=== DATA ===
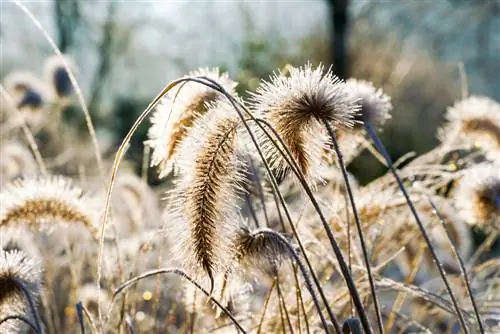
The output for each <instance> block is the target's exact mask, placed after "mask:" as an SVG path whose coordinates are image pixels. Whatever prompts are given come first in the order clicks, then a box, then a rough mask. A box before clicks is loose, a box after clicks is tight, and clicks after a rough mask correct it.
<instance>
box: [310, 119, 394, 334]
mask: <svg viewBox="0 0 500 334" xmlns="http://www.w3.org/2000/svg"><path fill="white" fill-rule="evenodd" d="M319 121H322V122H323V124H324V125H325V128H326V130H327V131H328V134H329V135H330V138H331V140H332V143H333V148H334V150H335V153H336V154H337V160H338V163H339V167H340V170H341V172H342V176H343V177H344V182H345V186H346V190H347V195H348V197H349V202H350V203H351V209H352V213H353V216H354V222H355V224H356V229H357V230H358V235H359V242H360V244H361V251H362V253H363V260H364V262H365V266H366V271H367V274H368V282H369V283H370V292H371V295H372V298H373V306H374V308H375V315H376V317H377V325H378V329H379V331H380V333H381V334H383V333H384V325H383V323H382V314H381V313H380V306H379V302H378V298H377V292H376V289H375V282H374V280H373V274H372V269H371V265H370V259H369V257H368V250H367V247H366V243H365V238H364V236H363V229H362V227H361V221H360V219H359V215H358V210H357V208H356V202H355V201H354V195H353V194H352V188H351V185H350V184H349V176H348V175H347V170H346V167H345V164H344V158H343V157H342V152H341V151H340V148H339V144H338V141H337V136H336V135H335V131H333V129H332V127H331V125H330V123H328V122H327V121H326V120H319Z"/></svg>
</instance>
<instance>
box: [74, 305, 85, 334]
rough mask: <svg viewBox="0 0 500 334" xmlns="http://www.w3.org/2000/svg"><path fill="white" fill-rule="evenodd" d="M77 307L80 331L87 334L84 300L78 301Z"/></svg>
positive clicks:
===
Please set the records down again exactly as written. The pictures should not be included.

*RESULT:*
The output for each <instance> block is the target's exact mask, placed after "mask:" as an SVG path whose coordinates are image pixels. Whatever prompts are given come first in the order clicks, then a box, then a rough mask. A box before clicks is loose, a box after clicks is tight, and clicks after a rough mask correct it.
<instance>
box: [310, 119, 394, 334]
mask: <svg viewBox="0 0 500 334" xmlns="http://www.w3.org/2000/svg"><path fill="white" fill-rule="evenodd" d="M319 121H322V122H323V124H324V125H325V128H326V130H327V131H328V134H329V135H330V138H331V140H332V143H333V148H334V150H335V153H336V154H337V160H338V163H339V167H340V170H341V172H342V176H343V177H344V182H345V186H346V190H347V195H348V197H349V202H350V203H351V209H352V213H353V216H354V222H355V224H356V229H357V230H358V235H359V242H360V244H361V251H362V253H363V260H364V262H365V266H366V271H367V274H368V282H369V283H370V292H371V295H372V298H373V306H374V308H375V315H376V317H377V325H378V329H379V331H380V333H381V334H383V333H384V325H383V323H382V314H381V313H380V306H379V302H378V298H377V292H376V289H375V282H374V280H373V274H372V269H371V265H370V259H369V257H368V250H367V247H366V243H365V238H364V236H363V229H362V227H361V221H360V219H359V215H358V210H357V208H356V202H355V201H354V195H353V194H352V188H351V185H350V184H349V176H348V175H347V170H346V167H345V164H344V158H343V157H342V152H341V151H340V148H339V144H338V141H337V136H336V135H335V131H333V129H332V127H331V125H330V123H328V122H327V121H326V120H319Z"/></svg>
</instance>
<instance>
box: [74, 305, 85, 334]
rough mask: <svg viewBox="0 0 500 334" xmlns="http://www.w3.org/2000/svg"><path fill="white" fill-rule="evenodd" d="M77 307L80 331L87 334L84 300L78 301Z"/></svg>
positive clicks:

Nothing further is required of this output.